Meyerson Hall has a lat/lng of `(39.952263,-75.1927827)`

In [None]:
def vacants_close_to_meyerson_hall(num_buildings=5):
    query = text("""
        -- enter your query here
    """)
    return engine.execute(query).fetchall()

### 1.2 What are the largest vacant buildings by zip code?

In [None]:
# fill in your code here

## 2. Give all vacant buildings in a neighborhood

### 2.1 Data

We have a neighborhood table

In [None]:
resp = engine.execute("SELECT neighborhood_name, ST_AsText(geom)  FROM philadelphia_neighborhoods LIMIT 1").fetchall()
resp

### 2.2 Build a function that takes a neighborhood name and returns all vacant buildings in it

In [None]:
def vacant_buildings_by_neighborhood(name):
    # write your function here
    pass

### 2.3 Let's Validate Inputs!

**STATED TASK:**
Continue the notebook above on vacant buildings in Philadelphia, picking up after its last heading, "2.3 Let's Validate Inputs!".

Records from an annotation dataset
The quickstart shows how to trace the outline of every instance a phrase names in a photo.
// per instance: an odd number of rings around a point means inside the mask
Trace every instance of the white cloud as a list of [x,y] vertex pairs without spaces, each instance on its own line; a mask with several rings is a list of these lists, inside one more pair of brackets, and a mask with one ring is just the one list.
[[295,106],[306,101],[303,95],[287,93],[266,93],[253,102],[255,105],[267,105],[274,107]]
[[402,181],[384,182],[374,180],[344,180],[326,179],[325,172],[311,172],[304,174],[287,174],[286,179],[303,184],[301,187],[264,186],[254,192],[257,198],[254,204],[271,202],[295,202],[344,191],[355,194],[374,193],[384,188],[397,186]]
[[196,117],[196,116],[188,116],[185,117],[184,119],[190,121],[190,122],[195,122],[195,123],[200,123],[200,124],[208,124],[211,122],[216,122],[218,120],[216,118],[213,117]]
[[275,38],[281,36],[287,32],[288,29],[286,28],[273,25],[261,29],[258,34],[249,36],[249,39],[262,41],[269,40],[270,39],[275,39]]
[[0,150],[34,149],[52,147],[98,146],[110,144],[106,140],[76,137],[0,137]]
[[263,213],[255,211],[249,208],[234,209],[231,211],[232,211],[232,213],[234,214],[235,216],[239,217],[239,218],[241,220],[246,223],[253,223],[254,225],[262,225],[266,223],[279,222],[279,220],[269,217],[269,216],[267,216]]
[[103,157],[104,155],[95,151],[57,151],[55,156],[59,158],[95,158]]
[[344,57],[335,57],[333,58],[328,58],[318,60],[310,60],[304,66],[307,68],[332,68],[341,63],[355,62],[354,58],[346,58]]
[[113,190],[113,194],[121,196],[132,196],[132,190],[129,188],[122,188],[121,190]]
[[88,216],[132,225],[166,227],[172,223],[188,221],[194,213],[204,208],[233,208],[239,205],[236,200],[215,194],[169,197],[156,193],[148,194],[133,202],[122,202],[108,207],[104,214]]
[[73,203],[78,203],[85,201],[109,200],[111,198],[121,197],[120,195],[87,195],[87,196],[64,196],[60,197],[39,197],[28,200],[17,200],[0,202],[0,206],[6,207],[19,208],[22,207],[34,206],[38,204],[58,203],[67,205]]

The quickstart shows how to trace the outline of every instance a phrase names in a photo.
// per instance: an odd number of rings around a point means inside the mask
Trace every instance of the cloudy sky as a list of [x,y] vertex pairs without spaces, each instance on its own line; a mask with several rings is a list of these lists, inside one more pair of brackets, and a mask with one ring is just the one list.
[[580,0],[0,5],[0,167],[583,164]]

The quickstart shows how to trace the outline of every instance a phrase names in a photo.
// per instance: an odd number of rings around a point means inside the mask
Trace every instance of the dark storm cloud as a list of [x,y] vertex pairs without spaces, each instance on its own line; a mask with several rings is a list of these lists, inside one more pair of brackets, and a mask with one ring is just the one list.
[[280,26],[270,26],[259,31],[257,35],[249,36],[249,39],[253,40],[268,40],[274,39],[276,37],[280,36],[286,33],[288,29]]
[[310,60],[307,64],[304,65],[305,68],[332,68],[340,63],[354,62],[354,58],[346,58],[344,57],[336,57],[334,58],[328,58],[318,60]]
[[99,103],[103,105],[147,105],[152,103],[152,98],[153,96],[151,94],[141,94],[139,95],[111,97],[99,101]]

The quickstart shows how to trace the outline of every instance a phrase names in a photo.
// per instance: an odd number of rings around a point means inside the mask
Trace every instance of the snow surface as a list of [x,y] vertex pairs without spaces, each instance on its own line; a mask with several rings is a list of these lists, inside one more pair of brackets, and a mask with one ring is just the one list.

**ANSWER TO THE PROBLEM:**
Validating inputs helps guide users if they make a mistake.

In [None]:
def is_valid_neighborhood_name(input_name):
    query = text("""
        SELECT neighborhood_name 
        FROM philadelphia_neighborhoods
        WHERE neighborhood_name = :input_name
    """)

    resp = engine.execute(query, input_name=input_name)
    if resp.rowcount > 0:
        return True
    return False

In [None]:
is_valid_neighborhood_name("Andy")

In [None]:
is_valid_neighborhood_name("Strawberry Mansion")

In [None]:
def get_vacant_buildings(neighborhood_name):
    if not is_valid_neighborhood_name(neighborhood_name):
        raise ValueError(f"'{neighborhood_name}' is not a valid neighborhood name")
    result = vacant_buildings_by_neighborhood(neighborhood_name)
    return result

In [None]:
get_vacant_buildings("Andy")

### 2.4 But what are the valid names? Let's print them in the error message too.

Write a function to return the names of the neighborhoods

In [None]:
def list_neighborhood_names():
    """Retrieve all neighborhood names, return as a list"""
    query = text("""
    --- put your query here
    """)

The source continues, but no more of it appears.